%%

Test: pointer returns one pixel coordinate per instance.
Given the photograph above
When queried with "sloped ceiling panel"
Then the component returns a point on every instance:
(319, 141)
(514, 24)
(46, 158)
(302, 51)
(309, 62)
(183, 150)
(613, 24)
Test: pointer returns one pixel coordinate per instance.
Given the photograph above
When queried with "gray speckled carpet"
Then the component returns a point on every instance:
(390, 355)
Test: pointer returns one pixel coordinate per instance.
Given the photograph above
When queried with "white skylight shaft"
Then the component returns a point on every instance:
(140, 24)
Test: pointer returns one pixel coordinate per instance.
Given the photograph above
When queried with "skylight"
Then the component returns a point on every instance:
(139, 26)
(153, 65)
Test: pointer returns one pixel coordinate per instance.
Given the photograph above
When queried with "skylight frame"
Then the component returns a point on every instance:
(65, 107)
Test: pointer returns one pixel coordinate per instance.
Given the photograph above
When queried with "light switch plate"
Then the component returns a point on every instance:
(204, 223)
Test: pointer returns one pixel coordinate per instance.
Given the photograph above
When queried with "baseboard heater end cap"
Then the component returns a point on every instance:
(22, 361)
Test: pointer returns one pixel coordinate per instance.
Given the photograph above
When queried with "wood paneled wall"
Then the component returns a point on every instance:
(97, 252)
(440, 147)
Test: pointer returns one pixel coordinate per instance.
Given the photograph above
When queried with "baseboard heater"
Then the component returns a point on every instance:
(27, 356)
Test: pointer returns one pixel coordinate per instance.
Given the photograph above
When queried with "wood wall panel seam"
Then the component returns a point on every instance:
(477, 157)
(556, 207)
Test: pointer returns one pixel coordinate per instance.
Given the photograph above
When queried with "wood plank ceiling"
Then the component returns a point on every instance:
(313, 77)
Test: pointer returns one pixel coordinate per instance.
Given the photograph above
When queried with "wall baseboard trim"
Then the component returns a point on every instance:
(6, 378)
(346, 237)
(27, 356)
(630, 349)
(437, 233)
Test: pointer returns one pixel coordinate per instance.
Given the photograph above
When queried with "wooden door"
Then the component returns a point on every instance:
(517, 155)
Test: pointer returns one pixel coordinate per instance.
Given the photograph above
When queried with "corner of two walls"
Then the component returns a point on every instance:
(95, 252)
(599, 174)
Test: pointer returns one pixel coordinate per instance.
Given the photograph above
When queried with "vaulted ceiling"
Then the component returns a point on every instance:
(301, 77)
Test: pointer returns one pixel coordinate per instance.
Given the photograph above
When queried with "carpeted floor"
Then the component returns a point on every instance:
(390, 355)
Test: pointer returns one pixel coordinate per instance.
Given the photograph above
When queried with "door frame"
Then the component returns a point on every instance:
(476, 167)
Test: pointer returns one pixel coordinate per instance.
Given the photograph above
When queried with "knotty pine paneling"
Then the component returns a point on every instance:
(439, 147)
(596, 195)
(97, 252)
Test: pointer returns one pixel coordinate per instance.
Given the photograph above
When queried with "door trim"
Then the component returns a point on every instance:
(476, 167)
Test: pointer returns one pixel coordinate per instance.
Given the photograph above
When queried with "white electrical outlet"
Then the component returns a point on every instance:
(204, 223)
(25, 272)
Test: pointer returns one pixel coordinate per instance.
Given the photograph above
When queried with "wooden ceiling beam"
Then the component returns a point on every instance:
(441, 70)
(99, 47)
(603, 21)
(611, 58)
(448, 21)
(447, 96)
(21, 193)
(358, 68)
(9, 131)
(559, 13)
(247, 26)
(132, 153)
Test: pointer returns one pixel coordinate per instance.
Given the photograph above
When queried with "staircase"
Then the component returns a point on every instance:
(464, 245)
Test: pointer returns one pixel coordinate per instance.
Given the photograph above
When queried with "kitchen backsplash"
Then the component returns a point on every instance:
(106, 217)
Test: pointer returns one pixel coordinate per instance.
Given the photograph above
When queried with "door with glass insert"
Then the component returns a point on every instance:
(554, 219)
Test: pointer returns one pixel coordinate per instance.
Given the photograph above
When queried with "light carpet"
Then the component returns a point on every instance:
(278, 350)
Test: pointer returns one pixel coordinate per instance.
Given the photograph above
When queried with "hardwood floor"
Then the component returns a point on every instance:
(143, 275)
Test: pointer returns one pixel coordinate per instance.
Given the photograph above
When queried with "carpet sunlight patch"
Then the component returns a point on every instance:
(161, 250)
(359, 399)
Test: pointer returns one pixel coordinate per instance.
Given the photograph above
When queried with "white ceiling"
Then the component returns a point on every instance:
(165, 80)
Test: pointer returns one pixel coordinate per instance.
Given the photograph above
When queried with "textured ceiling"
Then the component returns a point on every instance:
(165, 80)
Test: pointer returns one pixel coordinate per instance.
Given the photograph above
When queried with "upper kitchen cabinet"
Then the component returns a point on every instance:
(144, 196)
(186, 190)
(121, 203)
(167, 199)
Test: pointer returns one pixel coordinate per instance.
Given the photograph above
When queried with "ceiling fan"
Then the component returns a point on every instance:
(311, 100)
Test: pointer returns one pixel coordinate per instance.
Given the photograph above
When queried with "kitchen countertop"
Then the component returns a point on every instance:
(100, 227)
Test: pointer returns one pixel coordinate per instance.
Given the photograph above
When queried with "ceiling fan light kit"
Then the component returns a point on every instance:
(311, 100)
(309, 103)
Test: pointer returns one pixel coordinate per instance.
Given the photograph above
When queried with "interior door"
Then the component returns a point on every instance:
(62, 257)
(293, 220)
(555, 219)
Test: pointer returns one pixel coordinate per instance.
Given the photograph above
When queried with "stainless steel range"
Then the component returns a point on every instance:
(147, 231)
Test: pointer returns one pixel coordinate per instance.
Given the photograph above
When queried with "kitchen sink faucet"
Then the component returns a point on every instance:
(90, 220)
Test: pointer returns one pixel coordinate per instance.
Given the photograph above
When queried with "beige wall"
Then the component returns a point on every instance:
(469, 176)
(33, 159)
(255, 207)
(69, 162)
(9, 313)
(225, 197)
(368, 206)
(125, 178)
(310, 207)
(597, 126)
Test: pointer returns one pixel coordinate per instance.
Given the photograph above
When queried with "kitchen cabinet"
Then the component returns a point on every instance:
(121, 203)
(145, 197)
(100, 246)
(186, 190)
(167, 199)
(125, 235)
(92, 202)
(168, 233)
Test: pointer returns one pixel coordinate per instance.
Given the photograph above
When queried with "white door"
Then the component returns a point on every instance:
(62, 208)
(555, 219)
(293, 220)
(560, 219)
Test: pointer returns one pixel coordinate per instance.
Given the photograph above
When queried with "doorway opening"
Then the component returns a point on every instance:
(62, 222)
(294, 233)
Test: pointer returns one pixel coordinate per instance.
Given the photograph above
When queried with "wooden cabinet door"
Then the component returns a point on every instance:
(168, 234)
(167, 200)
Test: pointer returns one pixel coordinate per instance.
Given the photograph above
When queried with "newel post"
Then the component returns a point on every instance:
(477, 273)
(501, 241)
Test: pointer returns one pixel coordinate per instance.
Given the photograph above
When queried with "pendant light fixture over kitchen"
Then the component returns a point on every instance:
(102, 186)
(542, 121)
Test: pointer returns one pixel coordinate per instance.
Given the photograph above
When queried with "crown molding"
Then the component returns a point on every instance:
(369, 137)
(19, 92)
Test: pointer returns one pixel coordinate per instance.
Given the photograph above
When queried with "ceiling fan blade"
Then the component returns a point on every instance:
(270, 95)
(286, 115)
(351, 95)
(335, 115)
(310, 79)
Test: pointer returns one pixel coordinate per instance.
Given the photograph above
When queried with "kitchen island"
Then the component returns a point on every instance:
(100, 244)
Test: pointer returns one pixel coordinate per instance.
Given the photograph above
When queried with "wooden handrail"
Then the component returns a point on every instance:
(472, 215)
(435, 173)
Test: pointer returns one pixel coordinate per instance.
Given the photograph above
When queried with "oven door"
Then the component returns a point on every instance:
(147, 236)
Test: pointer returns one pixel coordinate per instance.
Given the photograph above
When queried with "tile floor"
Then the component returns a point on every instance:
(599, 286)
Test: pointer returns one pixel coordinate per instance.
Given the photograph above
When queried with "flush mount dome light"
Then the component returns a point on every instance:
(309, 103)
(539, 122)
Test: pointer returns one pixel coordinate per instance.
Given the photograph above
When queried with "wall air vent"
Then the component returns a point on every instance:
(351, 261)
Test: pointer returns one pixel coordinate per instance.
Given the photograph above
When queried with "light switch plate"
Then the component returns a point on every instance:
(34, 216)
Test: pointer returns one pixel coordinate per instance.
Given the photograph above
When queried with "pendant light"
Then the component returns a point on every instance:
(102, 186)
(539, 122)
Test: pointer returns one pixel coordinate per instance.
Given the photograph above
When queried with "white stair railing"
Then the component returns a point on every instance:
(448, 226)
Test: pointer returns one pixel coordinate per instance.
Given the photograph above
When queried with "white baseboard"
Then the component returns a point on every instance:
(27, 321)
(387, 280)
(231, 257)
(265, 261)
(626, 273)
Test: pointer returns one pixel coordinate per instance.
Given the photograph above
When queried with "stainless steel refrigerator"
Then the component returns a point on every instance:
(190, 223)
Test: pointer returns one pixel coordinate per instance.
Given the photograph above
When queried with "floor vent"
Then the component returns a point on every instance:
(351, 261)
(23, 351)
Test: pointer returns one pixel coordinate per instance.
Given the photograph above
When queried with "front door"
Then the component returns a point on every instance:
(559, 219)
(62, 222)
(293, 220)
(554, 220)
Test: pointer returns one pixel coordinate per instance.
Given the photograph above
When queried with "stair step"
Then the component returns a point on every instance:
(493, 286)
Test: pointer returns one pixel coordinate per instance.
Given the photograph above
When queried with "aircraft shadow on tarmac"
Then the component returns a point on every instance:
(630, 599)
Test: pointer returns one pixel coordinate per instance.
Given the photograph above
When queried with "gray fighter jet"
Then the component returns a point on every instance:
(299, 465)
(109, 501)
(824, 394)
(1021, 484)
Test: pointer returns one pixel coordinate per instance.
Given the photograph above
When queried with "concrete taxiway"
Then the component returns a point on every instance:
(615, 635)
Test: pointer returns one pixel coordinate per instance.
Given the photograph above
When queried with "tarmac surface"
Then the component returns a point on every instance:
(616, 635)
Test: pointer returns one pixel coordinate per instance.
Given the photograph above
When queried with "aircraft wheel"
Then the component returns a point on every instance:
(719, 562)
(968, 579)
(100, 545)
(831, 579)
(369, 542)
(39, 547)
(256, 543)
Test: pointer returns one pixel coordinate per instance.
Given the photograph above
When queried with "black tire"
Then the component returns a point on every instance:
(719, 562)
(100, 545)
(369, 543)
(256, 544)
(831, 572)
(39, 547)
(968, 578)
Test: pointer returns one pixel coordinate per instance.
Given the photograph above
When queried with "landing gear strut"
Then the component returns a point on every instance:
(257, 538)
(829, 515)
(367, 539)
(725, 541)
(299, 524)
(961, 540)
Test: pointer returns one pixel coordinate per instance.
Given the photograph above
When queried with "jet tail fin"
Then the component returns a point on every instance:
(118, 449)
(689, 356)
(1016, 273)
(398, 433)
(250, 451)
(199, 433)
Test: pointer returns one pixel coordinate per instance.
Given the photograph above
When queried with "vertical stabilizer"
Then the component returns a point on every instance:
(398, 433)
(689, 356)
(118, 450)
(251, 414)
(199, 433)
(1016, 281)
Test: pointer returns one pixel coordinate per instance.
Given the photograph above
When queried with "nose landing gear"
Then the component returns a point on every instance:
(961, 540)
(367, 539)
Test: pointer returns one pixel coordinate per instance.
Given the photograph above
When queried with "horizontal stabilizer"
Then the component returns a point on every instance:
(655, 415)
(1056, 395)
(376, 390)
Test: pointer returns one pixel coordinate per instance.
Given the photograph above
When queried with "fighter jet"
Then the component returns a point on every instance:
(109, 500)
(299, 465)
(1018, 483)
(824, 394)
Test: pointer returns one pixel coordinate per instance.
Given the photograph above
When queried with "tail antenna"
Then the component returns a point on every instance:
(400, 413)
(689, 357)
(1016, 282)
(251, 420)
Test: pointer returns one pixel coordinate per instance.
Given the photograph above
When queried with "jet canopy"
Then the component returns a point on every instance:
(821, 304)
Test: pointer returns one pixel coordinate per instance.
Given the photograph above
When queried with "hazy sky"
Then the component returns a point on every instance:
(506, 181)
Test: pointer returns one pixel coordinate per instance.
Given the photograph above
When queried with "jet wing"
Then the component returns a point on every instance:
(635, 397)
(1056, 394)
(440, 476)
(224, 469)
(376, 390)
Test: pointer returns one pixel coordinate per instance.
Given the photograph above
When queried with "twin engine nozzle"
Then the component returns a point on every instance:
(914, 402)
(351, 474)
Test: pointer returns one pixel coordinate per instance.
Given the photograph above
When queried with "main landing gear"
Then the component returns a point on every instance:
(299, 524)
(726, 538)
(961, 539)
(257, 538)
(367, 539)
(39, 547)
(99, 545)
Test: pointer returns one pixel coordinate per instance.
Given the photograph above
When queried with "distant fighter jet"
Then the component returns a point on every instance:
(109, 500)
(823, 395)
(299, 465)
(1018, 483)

%%

> [WHAT YOU SHOULD DO]: Count how many lines of the items contain the word "gray". Reply with the number alone.

> [FINISHED ANSWER]: 2